___ 表示データ ___
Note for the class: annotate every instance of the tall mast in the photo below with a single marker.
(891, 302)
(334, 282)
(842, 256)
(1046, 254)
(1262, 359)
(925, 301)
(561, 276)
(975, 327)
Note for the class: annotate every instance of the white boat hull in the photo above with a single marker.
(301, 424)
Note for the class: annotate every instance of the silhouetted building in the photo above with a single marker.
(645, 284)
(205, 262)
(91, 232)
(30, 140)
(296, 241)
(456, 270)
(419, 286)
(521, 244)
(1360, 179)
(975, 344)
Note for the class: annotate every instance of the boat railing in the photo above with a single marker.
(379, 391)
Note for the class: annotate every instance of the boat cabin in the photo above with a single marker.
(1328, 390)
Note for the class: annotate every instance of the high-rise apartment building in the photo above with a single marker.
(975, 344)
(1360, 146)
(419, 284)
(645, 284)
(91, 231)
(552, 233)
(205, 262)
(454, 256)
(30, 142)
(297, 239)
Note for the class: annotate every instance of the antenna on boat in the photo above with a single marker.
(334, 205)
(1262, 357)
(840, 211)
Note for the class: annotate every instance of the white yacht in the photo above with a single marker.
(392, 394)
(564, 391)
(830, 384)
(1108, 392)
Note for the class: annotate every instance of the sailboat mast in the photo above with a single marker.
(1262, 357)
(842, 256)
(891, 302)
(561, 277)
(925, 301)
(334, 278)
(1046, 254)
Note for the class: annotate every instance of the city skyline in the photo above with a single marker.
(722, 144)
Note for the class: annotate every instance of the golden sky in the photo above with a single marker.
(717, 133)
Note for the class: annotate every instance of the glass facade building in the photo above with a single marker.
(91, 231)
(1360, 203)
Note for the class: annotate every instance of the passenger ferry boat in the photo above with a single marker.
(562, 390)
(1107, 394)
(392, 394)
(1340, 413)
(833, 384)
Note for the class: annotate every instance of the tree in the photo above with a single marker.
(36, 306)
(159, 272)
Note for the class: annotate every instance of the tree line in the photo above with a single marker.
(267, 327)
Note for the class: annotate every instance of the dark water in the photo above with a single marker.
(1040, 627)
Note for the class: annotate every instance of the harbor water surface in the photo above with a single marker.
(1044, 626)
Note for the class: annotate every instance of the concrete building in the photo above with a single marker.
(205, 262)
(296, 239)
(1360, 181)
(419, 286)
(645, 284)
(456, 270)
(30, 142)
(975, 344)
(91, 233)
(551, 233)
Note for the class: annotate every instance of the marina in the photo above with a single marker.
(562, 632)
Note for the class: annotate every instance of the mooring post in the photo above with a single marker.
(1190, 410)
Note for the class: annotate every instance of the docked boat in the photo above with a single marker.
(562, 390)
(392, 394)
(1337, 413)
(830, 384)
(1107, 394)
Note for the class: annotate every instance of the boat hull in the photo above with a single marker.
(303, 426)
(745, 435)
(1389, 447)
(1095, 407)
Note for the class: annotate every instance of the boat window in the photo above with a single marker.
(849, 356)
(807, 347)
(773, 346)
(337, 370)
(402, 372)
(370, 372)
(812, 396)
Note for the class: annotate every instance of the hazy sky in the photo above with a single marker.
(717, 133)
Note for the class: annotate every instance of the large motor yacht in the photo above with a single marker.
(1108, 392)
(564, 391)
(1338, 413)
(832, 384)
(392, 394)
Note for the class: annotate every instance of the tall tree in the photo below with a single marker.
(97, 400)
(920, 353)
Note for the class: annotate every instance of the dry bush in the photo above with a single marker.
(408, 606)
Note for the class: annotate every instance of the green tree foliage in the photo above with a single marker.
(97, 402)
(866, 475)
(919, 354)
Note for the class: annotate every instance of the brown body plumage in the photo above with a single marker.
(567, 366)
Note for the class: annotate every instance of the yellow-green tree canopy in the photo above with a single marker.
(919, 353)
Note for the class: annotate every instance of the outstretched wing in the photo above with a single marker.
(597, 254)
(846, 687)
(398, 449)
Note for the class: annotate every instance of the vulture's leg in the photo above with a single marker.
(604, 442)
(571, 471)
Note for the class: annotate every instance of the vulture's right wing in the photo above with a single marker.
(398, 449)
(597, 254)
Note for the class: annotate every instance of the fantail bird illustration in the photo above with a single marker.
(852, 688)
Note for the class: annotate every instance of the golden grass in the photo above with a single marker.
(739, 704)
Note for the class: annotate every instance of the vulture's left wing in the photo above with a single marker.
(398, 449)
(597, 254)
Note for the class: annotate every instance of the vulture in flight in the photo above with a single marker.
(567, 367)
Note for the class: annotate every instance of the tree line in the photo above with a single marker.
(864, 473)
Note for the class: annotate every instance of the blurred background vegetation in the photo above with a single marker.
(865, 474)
___
「Note for the class: annotate every instance of the white yacht」を含む行から始めて「(1044, 626)」を含む行で終わる範囲を、「golden sky」を「evening sky」に入れ替えて書き直す。それ以外は一字も変えない。

最終的な答え:
Note for the class: annotate every instance of the white yacht in the photo above with a single marker.
(392, 394)
(564, 391)
(830, 384)
(1108, 392)
Note for the class: annotate every instance of the sailboat mast in the photo above with a single marker.
(1262, 357)
(842, 256)
(891, 302)
(561, 277)
(925, 301)
(334, 278)
(1046, 254)
Note for the class: annotate every instance of the city skyline in the photo above with a single marker.
(722, 144)
Note for the class: annotate every instance of the evening sky in the photo above with a single marker.
(717, 133)
Note for the class: annotate every instance of the glass facade building in the photo above with a single marker.
(91, 231)
(1360, 203)
Note for the class: annotate every instance of the passenger ferry boat in the photo above with a single marker.
(562, 390)
(1107, 394)
(392, 394)
(1340, 413)
(833, 384)
Note for the class: annotate every instance of the tree in the photo above with a single marker.
(36, 306)
(159, 272)
Note for the class: annotate every instance of the tree line in the photo above with a single marker.
(267, 327)
Note for the class: annotate every instance of the dark water in the photo above with a single marker.
(1040, 627)
Note for the class: annotate every instance of the harbor water surface in the photo above with a single marker.
(1044, 626)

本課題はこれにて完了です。